> **Direction**:
Reproduce the material with every "instance" renamed to "object" and all else unchanged, leaving out the pictures.

=== Supplied data ===

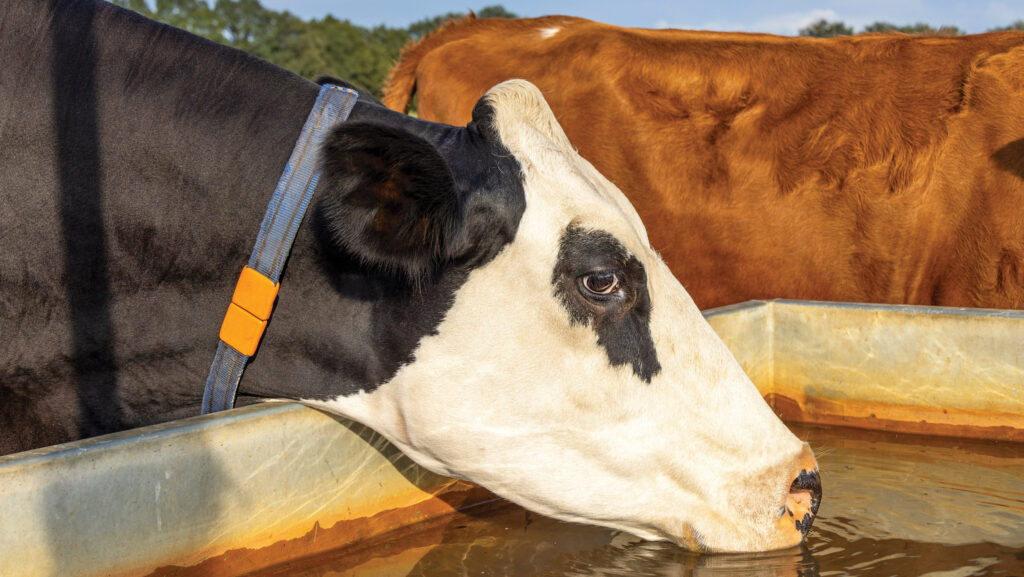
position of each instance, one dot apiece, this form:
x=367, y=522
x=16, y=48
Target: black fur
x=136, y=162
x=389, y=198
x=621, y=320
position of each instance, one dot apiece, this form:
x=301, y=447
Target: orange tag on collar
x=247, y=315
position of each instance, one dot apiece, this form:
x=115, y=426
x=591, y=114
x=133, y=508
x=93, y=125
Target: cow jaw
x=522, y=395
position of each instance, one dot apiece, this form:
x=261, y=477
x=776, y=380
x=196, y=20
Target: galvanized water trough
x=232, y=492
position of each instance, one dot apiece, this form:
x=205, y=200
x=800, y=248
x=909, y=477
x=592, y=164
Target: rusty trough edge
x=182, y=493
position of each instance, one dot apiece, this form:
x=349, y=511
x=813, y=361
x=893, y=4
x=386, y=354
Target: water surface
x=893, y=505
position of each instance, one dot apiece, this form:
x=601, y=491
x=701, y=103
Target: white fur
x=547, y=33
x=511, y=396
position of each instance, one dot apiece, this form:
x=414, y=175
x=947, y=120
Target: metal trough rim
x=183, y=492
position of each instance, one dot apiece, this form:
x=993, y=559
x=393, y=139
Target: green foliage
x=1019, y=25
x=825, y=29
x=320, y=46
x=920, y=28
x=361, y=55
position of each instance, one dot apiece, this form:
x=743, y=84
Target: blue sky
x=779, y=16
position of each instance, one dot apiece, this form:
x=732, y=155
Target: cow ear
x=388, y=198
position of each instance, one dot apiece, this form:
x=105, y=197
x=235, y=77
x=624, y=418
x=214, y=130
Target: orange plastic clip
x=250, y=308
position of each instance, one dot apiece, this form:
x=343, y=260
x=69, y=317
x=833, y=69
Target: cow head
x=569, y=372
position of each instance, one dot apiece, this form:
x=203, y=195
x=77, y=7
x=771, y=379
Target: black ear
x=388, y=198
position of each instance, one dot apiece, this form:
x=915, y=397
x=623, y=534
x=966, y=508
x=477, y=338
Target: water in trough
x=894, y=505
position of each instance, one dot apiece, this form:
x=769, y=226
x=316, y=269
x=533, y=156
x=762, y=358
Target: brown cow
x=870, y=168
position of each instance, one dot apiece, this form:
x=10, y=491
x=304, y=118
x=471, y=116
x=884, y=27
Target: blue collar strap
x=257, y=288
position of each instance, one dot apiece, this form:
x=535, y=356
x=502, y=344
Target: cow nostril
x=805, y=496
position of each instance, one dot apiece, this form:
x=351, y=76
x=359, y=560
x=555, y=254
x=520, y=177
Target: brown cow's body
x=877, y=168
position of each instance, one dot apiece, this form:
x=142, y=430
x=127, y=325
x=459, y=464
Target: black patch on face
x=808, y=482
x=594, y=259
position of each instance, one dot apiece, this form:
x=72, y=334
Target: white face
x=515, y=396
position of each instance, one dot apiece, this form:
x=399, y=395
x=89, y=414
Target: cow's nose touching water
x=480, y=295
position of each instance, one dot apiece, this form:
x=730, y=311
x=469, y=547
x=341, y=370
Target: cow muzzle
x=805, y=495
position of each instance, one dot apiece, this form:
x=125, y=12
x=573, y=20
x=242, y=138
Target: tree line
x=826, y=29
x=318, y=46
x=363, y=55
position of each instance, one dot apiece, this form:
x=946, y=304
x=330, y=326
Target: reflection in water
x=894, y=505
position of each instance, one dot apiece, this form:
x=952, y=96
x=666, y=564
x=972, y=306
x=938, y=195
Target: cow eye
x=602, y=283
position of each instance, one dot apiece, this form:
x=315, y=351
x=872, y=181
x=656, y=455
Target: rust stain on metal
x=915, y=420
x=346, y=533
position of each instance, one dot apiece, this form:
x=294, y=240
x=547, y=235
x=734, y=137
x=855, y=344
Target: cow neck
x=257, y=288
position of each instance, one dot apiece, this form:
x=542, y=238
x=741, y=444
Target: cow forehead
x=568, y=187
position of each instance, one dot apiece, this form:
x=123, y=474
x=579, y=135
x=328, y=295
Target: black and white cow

===

> **Written reply**:
position of each object, one dot apiece, this form:
x=367, y=522
x=16, y=48
Target: black fur
x=136, y=162
x=389, y=198
x=621, y=320
position of each object, one dot apiece, this form:
x=301, y=447
Target: orange tag on collar
x=247, y=315
position of each object, one dot apiece, this form:
x=115, y=426
x=591, y=114
x=133, y=508
x=93, y=125
Target: cow jaw
x=522, y=395
position of each object, one dot apiece, this form:
x=261, y=477
x=776, y=380
x=196, y=20
Target: galvanized water trough
x=232, y=492
position of each object, one dot apiece, this form:
x=205, y=200
x=800, y=248
x=909, y=477
x=592, y=164
Target: rusty trough edge
x=182, y=493
position of each object, one dot apiece, this form:
x=349, y=511
x=813, y=361
x=893, y=4
x=386, y=354
Target: water surface
x=893, y=505
position of each object, one dot apiece, this form:
x=601, y=491
x=701, y=103
Target: white fur
x=547, y=33
x=511, y=396
position of each object, one dot apiece, this form:
x=414, y=175
x=947, y=120
Target: metal trough rim
x=183, y=492
position of each object, one dot apiece, this form:
x=993, y=559
x=393, y=139
Target: green foliage
x=1019, y=25
x=825, y=29
x=320, y=46
x=920, y=28
x=361, y=55
position of each object, one dot apiece, this form:
x=743, y=84
Target: blue sky
x=779, y=16
position of each object, one dot apiece, this form:
x=732, y=155
Target: cow ear
x=388, y=198
position of each object, one dot apiece, this form:
x=105, y=197
x=235, y=77
x=624, y=418
x=214, y=130
Target: orange plastic clip
x=250, y=308
position of each object, one dot apiece, this form:
x=343, y=260
x=69, y=317
x=833, y=69
Target: cow head
x=569, y=372
position of each object, one dot apiece, this form:
x=203, y=195
x=77, y=7
x=771, y=379
Target: black ear
x=388, y=198
position of each object, one dot apiece, this form:
x=915, y=397
x=623, y=534
x=966, y=508
x=477, y=338
Target: water in trough
x=894, y=505
position of each object, one dot apiece, this form:
x=769, y=226
x=316, y=269
x=533, y=156
x=762, y=358
Target: brown cow
x=870, y=168
position of each object, one dot apiece, this form:
x=10, y=491
x=304, y=118
x=471, y=116
x=884, y=27
Target: blue collar strap
x=257, y=288
position of each object, one dot apiece, this form:
x=535, y=356
x=502, y=344
Target: cow nostril
x=805, y=496
position of each object, one dot apiece, this form:
x=351, y=76
x=359, y=560
x=555, y=254
x=520, y=177
Target: brown cow's body
x=877, y=168
position of each object, one dot apiece, this form:
x=142, y=430
x=127, y=325
x=459, y=464
Target: black patch on face
x=808, y=482
x=594, y=259
position of each object, one dot apiece, this form:
x=72, y=334
Target: white face
x=515, y=396
position of each object, one dot apiece, this form:
x=399, y=395
x=89, y=414
Target: cow's nose touching water
x=480, y=295
position of each object, one dot apiece, this form:
x=730, y=311
x=469, y=547
x=341, y=370
Target: cow muzzle
x=805, y=495
position of each object, one dot apiece, this form:
x=125, y=12
x=573, y=20
x=242, y=138
Target: tree line
x=826, y=29
x=318, y=46
x=363, y=55
position of each object, one dot apiece, this form:
x=946, y=304
x=330, y=326
Target: reflection in water
x=894, y=505
position of each object, one dot apiece, this form:
x=952, y=96
x=666, y=564
x=972, y=306
x=938, y=195
Target: cow eye
x=602, y=283
position of each object, one dot apiece, this form:
x=315, y=351
x=872, y=181
x=656, y=455
Target: rust stain on metal
x=915, y=420
x=346, y=533
position of each object, one dot apiece, this form:
x=294, y=240
x=547, y=235
x=734, y=137
x=855, y=344
Target: cow neck
x=257, y=288
position of each object, one dot apiece, this form:
x=542, y=238
x=741, y=444
Target: cow forehead
x=568, y=187
position of each object, one dot apiece, this form:
x=123, y=474
x=579, y=135
x=328, y=295
Target: black and white cow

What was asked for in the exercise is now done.